**WHAT IS EXPECTED**
Count the lines of the records below that contain the word "black". Reply with the number alone.

**INPUT DATA**
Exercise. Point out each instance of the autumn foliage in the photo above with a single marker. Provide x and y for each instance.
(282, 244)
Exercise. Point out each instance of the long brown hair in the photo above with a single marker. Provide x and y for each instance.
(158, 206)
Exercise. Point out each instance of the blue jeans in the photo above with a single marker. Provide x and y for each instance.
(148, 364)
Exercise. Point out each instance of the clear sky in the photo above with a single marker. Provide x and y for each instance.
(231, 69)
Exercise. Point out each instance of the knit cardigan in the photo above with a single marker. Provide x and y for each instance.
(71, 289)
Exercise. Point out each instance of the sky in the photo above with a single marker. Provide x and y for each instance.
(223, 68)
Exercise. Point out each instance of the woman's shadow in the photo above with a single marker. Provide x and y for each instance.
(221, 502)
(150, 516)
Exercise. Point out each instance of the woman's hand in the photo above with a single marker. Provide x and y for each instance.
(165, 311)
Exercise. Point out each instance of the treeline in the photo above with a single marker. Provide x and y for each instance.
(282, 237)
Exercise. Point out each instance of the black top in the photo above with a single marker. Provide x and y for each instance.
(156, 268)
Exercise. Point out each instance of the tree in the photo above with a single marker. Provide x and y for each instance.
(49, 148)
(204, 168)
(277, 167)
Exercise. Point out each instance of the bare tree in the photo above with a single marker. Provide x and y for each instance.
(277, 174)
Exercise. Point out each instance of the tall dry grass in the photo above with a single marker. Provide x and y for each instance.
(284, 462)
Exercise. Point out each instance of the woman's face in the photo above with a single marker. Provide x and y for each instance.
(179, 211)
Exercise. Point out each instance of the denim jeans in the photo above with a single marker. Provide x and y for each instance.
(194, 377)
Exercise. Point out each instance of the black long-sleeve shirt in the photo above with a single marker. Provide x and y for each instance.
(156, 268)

--

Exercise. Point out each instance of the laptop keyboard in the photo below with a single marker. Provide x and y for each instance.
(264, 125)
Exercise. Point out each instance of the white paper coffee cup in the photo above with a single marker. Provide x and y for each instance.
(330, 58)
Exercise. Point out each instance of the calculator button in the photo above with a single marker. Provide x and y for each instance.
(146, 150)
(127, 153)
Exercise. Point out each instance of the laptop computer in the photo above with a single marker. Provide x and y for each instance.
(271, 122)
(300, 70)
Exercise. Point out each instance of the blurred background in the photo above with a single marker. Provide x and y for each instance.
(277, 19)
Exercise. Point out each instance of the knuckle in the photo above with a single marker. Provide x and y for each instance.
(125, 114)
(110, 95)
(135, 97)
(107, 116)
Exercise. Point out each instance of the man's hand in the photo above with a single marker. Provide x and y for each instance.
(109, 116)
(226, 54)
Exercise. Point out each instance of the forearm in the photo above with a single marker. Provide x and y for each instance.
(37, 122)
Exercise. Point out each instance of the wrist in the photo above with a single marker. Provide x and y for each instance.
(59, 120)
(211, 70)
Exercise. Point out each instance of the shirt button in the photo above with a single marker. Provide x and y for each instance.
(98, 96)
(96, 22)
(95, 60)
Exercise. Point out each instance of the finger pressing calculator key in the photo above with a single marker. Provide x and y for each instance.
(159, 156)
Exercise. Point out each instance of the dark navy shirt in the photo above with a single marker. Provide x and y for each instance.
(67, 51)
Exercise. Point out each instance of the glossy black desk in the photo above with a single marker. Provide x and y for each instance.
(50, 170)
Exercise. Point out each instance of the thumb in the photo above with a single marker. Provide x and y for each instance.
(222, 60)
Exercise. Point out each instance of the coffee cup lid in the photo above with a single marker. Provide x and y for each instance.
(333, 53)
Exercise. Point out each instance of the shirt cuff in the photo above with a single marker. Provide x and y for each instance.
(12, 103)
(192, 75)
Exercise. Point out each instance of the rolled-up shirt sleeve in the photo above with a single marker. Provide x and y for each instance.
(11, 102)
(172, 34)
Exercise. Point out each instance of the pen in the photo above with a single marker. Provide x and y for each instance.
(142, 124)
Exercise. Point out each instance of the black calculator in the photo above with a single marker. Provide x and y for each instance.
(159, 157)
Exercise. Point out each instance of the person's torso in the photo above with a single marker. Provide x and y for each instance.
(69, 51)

**RESULT OF THE EXERCISE**
4